INPUT FOR THIS TASK —
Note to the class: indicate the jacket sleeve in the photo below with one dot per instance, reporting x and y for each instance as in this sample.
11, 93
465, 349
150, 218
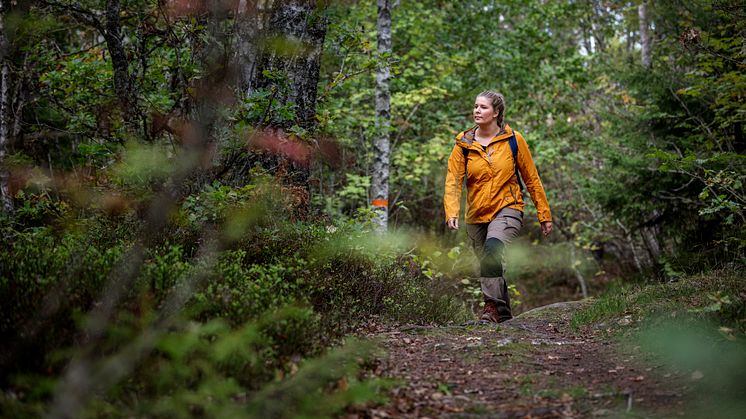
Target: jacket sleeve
530, 177
454, 182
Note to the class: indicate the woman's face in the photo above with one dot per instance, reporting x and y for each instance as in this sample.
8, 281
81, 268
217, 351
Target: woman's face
483, 112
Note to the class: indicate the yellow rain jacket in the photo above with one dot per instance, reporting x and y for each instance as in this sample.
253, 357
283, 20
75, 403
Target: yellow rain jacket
491, 183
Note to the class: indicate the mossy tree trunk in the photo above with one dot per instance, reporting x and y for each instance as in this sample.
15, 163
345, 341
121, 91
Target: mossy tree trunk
381, 148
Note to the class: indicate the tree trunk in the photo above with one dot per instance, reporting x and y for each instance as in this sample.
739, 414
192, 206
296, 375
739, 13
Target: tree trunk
642, 11
6, 201
123, 85
279, 47
251, 21
381, 149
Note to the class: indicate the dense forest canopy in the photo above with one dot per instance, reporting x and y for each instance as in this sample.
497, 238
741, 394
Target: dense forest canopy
207, 167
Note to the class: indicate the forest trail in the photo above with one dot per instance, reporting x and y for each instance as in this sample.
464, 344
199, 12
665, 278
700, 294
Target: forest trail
533, 366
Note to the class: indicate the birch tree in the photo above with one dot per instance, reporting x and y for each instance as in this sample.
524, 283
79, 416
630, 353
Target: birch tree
642, 11
6, 203
381, 147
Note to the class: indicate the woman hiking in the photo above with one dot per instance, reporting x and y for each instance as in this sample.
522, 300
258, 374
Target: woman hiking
491, 155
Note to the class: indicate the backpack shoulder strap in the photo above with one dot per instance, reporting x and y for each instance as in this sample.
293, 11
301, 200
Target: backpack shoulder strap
467, 137
514, 149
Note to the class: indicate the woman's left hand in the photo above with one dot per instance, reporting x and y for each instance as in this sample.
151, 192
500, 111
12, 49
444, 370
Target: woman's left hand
546, 228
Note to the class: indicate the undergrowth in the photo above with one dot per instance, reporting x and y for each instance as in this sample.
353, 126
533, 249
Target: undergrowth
269, 300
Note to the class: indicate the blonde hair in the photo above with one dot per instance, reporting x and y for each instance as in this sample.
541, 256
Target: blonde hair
498, 104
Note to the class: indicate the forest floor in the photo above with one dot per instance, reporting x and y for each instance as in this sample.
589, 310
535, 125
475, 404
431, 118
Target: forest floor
533, 366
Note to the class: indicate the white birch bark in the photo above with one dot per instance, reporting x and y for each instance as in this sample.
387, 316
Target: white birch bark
379, 190
642, 11
6, 202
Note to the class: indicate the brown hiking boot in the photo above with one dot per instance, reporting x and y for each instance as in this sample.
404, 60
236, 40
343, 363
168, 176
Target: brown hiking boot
490, 312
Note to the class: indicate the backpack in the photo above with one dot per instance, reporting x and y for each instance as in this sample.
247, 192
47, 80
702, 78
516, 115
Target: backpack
513, 148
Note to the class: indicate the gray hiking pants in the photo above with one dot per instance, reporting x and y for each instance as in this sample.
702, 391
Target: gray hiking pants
489, 240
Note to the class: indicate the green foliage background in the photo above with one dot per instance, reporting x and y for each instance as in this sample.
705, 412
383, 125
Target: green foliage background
644, 169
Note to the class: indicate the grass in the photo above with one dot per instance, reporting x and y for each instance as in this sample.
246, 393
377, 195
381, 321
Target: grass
721, 292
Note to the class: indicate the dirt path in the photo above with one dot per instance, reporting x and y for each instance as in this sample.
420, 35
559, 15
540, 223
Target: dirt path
533, 366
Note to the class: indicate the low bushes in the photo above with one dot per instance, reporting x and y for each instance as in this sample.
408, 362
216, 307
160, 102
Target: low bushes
264, 295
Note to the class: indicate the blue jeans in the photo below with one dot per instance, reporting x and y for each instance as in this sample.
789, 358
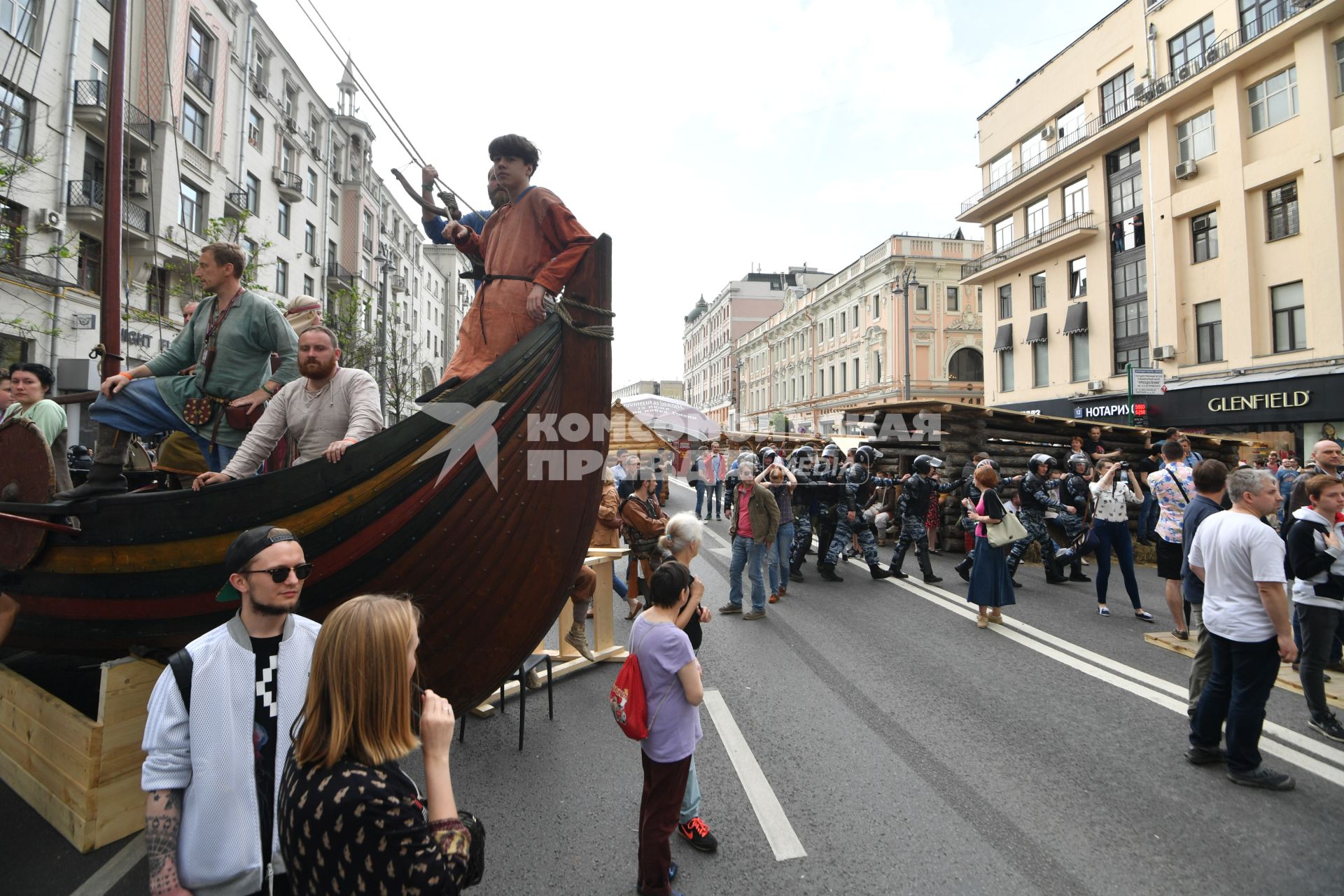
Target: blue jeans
1238, 687
139, 409
778, 556
748, 554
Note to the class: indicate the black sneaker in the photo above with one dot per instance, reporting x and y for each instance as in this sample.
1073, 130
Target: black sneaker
1329, 727
696, 833
1262, 778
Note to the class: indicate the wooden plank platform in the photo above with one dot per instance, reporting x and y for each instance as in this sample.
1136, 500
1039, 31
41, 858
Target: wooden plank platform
1288, 680
81, 774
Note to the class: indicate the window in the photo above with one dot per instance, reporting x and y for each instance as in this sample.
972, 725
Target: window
1205, 235
1006, 372
1078, 277
1079, 362
191, 207
1191, 43
1289, 317
255, 128
1209, 331
1069, 127
1038, 216
1075, 199
1281, 207
1117, 96
18, 18
14, 120
194, 124
1273, 101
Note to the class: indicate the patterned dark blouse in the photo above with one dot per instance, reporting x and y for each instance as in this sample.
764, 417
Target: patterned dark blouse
362, 830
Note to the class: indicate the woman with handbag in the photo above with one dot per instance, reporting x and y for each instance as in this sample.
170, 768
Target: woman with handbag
350, 818
1110, 524
991, 586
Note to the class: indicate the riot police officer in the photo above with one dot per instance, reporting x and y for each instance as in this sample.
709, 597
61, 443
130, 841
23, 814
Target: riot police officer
1035, 500
859, 484
920, 489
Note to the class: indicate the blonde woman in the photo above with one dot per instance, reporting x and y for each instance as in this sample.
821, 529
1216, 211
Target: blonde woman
350, 818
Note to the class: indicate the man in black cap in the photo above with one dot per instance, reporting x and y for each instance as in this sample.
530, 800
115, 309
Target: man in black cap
218, 729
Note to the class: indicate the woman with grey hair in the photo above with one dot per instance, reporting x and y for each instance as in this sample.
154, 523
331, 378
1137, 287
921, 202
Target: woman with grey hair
682, 542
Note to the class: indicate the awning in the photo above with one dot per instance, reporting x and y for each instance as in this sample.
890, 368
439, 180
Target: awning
1037, 331
1075, 320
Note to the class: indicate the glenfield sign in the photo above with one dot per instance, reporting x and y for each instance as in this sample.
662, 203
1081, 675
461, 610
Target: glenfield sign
1264, 400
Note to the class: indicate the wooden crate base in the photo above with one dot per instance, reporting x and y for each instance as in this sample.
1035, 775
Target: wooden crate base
1288, 679
81, 774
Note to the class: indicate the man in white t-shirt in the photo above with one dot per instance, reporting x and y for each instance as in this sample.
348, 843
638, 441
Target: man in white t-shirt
1241, 564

DIRECTIONS FOR THIS TASK — The answer must consist of every line in the records above that contains the word "below".

THE ANSWER —
Note to the class: indicate the jacket sleeve in the photo below with one dot per instance, reporting x and y for each instance as in this sample.
Note to the class: indicate the blue jeans in the photo below with one dot per instance, reporting x and y for each instance as in this sample.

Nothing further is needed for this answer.